§ **Consigne 1**
Réponds à ces questions sur le texte source :
(a) Quelle date porte ce numéro ?
(b) Quel métier exerçait Carlier ?
(c) Qui Mlle Carlier avait-elle prise pour confidente ?

§ **Texte source**

BIBLIOBUS Littérature française

Numéro 48 du 17 juillet 1852.

 

 

MADAME DU NOYER (suite).

 

L’histoire de Mme Tiquet ne finit pas si bien que l’histoire de l’abbé de Buquoy.Vers la fin du XVIIe siècle mourait, à Paris, un libraire nommé Carlier. Il laissait un million, un fils, capitaine aux gardes, et une fille de quinze ans. L’orpheline était, comme vous voyez, une héritière, et de plus elle n’avait pas oublié d’être belle. La dot et les yeux de Mlle Carlier, le frais visage et le demi-million amenèrent les prétendants, j’allais dire les enchérisseurs. Mlle Carlier était en l’âge heureux où le coeur est bavard, et, pour confidente, elle avait pris une de ses tantes.

§ **Données de l'exercice**

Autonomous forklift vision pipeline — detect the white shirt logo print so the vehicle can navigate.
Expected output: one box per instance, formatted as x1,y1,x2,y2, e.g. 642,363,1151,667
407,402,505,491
...
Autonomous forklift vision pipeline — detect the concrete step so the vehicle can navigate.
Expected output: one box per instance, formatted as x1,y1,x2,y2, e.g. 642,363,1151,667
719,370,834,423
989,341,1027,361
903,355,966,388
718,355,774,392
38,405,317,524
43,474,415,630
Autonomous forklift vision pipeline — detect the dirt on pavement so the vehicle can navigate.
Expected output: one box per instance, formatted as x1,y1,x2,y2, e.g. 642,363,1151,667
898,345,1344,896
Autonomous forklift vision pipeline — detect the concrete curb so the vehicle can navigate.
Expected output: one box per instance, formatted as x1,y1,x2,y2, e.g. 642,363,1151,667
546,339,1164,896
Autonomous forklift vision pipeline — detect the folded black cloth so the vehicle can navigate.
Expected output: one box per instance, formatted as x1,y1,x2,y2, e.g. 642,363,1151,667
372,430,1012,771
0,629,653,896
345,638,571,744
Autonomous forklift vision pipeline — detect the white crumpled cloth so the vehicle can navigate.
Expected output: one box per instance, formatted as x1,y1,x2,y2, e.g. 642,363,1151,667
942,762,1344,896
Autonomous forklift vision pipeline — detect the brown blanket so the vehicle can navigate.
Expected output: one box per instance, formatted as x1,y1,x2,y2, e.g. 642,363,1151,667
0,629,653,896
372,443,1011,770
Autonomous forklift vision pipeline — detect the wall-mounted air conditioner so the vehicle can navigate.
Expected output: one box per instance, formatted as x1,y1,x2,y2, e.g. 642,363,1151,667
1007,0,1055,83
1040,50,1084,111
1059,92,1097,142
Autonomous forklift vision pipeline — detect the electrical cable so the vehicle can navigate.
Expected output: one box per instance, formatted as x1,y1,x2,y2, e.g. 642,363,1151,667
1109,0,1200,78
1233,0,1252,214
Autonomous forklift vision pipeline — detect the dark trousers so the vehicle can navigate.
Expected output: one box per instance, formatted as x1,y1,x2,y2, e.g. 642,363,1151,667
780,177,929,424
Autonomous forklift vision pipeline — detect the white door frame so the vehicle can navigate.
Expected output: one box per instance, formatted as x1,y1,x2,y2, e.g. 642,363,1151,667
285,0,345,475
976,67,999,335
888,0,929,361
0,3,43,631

§ **Consigne 2**
Compte les lignes des entrées qui contiennent le mot "vision", puis donne seulement ce nombre.

§ **Réponse rédigée 1**
(a) Le 17 juillet 1852.
(b) Il était libraire.
(c) Une de ses tantes.

§ **Réponse rédigée 2**
11